_DOCUMENT EXCERPT_
========

Skip to main content

Apache Airflow® Quickstart - ETL

ETL: An introduction to modern, enhanced ETL development with Airflow.

Step 1: Clone the Astronomer Quickstart repository

  1. Create a new directory for your project and open it:

    mkdir airflow-quickstart-etl && cd airflow-quickstart-etl
  2. Clone the repository and open it:

    git clone -b etl --single-branch https://github.com/astronomer/airflow-quickstart.git && cd airflow-quickstart/etl

    Your directory should have the following structure:

    .
    ├── Dockerfile
    ├── README.md
    ├── dags
    │ └── example_etl_galaxies.py
    ├── include
    │ ├── astronomy.db
    │ ├── custom_functions
    │ │ └── galaxy_functions.py
    │ └── data
    │ └── galaxy_names.txt
    ├── packages.txt
    ├── requirements.txt
    ├── solutions
    │ └── example_etl_galaxies_solution.py
    └── tests
    └── dags
    └── test_dag_example.py

Step 2: Start up Airflow and explore the UI

  1. Start the project using the Astro CLI:

    astro dev start

    The CLI will let you know when all Airflow services are up and running.

  2. If it doesn't launch automtically, navigate your browser to localhost:8080 and sign in to the Airflow UI using username admin and password admin.

  3. Explore the landing page and individual DAG view page to get a sense of the metadata available about the DAG, run, and all task instances. For a deep-dive into the UI's features, see An introduction to the Airflow UI.

    For example, the DAGs view will look like this screenshot:

    Airfllow UI DAGs view

    As you start to trigger DAG runs, the graph view will look like this screenshot:

    Example ETL Galaxies DAG graph view

    The Gantt chart will look like this screenshot:

    Example ETL Galaxies DAG Gantt chart

Step 3: Explore the project

Building Extract, Transform, and Load (ETL) workloads is a common pattern in Apache Airflow. This project shows an example pattern for defining an ETL workload using DuckDB as the data warehouse of choice.

As you try out this project, you'll see how easy Airflow makes it to:

  • Write responsive pipelines that change based on user inputs.
  • Perform database operations using SQL.
  • Access and extract data from local files.
  • Execute transformations with Pandas.

You'll write a lean ETL pipeline in easy-to-read Python code!

warning

This project uses DuckDB, an in-memory database. Although this type of database is great for learning Airflow, your data is not guaranteed to persist between executions!

For production applications, use a persistent database instead (consider DuckDB's hosted option MotherDuck or another database like Postgres, MySQL, or Snowflake).

========

_LISTED ENTRIES_
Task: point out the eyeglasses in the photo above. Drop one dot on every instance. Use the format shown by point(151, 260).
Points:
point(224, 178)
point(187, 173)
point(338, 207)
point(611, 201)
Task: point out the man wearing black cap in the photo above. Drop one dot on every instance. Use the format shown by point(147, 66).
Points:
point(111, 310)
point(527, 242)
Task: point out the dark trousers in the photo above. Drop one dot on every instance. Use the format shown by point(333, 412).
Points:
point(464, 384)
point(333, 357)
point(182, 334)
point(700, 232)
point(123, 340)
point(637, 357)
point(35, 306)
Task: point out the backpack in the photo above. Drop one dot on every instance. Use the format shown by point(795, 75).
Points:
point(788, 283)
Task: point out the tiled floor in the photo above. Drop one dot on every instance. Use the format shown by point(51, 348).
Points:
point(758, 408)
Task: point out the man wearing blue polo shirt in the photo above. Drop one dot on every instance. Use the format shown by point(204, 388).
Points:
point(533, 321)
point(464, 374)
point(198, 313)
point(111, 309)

========

_REQUIREMENT_
Answer these questions about the Airflow quickstart guide:
1. What command starts the project with the Astro CLI?
2. What username and password does the guide give for signing in to the Airflow UI?
3. What database does the project use as its data warehouse?
Rely solely on the Airflow quickstart guide when responding.

_RESULT OF THE TASK_
1. astro dev start
2. Username admin and password admin.
3. DuckDB.